[Dataset entries]
***
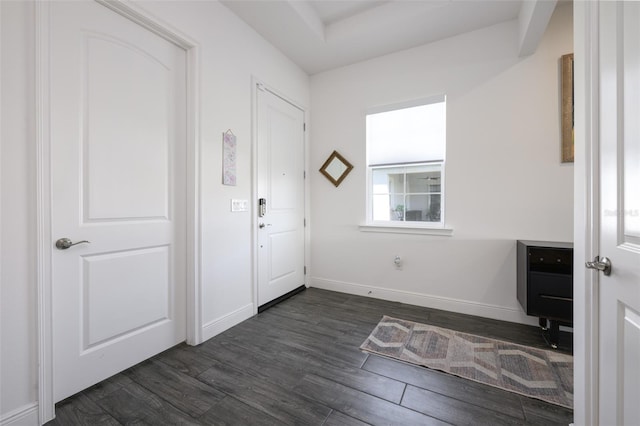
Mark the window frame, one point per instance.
(404, 226)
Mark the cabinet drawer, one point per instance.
(550, 296)
(551, 260)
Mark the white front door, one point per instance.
(619, 293)
(280, 153)
(118, 182)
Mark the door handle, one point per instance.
(603, 265)
(65, 243)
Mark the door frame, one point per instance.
(44, 237)
(586, 212)
(257, 84)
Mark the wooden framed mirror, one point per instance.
(336, 168)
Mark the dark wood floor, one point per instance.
(299, 363)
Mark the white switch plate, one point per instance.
(239, 205)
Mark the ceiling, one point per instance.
(319, 35)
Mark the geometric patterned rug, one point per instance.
(531, 372)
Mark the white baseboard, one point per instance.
(217, 326)
(26, 415)
(426, 300)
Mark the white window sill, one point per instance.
(405, 228)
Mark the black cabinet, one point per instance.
(545, 282)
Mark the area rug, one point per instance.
(536, 373)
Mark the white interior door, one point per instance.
(280, 153)
(619, 364)
(118, 181)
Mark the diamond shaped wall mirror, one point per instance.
(336, 168)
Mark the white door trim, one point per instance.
(44, 240)
(255, 84)
(586, 212)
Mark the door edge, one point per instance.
(586, 213)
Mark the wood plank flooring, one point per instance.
(299, 363)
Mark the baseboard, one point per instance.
(26, 415)
(221, 324)
(426, 300)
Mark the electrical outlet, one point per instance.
(239, 205)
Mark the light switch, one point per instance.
(239, 205)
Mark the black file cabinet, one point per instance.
(545, 283)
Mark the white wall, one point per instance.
(17, 215)
(504, 179)
(231, 54)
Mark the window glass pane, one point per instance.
(397, 207)
(381, 207)
(423, 208)
(423, 179)
(387, 180)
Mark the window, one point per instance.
(406, 152)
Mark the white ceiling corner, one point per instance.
(319, 35)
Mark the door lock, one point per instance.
(603, 265)
(65, 243)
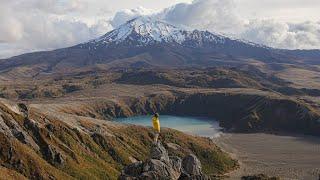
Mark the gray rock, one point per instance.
(134, 169)
(159, 152)
(161, 166)
(191, 165)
***
__Problem details__: Give again, word for word, only the lines from the line containing "Mark the window glass" through the last line above, both included; leave the pictures out.

__Task output__:
Mark the window glass pane, one point per instance.
(397, 207)
(381, 207)
(423, 208)
(423, 179)
(387, 180)
Mark the window, one point per instance.
(406, 152)
Mark the white ceiling corner, one point per instance.
(319, 35)
Mark the door lock, one point per instance.
(603, 265)
(65, 243)
Mark the gray rock, one point per instance.
(134, 169)
(159, 152)
(161, 166)
(191, 165)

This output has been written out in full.